» Work to complete
Return, word for word, the lines below starting at the line that contains "tag the bare" and ending at the final line of the entries.

(Items from a data source)
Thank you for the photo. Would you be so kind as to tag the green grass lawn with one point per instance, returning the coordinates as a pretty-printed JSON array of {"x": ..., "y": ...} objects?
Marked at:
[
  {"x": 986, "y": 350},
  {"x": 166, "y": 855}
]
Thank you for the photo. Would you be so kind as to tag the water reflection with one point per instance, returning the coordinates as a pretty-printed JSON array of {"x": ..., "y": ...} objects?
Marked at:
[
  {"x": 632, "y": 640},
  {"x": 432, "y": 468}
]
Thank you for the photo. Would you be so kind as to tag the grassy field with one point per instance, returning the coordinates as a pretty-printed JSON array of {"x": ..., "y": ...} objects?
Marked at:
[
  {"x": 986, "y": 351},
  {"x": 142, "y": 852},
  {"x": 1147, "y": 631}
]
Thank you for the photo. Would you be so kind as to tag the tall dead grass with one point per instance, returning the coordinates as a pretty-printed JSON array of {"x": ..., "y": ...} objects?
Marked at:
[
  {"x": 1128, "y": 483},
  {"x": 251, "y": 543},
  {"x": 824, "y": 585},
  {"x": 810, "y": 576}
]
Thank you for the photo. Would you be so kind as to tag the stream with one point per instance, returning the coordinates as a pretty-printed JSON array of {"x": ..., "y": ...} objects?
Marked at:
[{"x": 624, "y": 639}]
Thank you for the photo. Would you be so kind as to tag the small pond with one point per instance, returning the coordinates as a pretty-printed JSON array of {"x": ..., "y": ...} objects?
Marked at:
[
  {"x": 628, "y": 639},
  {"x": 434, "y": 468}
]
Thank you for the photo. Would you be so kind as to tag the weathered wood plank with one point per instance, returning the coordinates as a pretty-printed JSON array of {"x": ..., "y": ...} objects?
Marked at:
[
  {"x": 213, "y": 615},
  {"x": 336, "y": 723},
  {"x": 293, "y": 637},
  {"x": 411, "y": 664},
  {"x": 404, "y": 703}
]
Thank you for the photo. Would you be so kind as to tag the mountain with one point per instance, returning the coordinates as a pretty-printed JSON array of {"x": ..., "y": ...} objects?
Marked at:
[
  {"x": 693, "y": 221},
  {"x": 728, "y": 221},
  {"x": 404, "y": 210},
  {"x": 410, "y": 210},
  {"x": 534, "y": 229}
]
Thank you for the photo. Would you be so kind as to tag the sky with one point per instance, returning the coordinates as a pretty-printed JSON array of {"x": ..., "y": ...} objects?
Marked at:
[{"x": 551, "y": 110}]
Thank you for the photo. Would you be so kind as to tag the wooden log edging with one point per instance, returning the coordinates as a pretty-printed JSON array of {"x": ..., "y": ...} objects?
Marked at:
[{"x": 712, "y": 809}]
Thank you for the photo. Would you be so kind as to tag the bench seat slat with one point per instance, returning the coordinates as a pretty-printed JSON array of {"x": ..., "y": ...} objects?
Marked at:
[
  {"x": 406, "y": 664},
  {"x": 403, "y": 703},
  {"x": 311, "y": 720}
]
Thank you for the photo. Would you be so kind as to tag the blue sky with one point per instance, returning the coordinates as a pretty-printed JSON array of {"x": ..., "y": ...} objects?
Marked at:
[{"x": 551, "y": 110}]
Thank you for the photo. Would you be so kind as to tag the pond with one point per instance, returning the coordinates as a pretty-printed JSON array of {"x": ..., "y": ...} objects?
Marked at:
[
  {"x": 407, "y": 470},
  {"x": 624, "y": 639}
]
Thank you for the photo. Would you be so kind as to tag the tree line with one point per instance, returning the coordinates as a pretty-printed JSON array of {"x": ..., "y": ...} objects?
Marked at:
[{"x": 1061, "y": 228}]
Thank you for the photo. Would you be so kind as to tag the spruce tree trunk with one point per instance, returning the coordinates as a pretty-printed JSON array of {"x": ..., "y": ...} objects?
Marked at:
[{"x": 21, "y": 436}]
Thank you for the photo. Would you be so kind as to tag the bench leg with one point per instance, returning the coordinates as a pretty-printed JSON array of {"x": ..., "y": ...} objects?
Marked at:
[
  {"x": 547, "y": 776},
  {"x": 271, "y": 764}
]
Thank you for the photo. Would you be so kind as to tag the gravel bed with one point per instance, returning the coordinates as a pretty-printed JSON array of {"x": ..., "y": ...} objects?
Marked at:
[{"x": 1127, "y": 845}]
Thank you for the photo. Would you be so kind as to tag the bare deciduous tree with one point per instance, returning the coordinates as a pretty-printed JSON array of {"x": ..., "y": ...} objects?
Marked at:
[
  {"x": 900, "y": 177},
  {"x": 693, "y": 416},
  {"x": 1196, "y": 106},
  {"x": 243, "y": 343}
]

» Complete answer
Thank you for the photo. Would you be so kind as to tag the bare deciduous tree with one point per instance, returning the coordinates as a pretty-printed JSON array of {"x": ..., "y": ...} objects?
Marked at:
[
  {"x": 900, "y": 177},
  {"x": 693, "y": 416},
  {"x": 1196, "y": 106},
  {"x": 243, "y": 343}
]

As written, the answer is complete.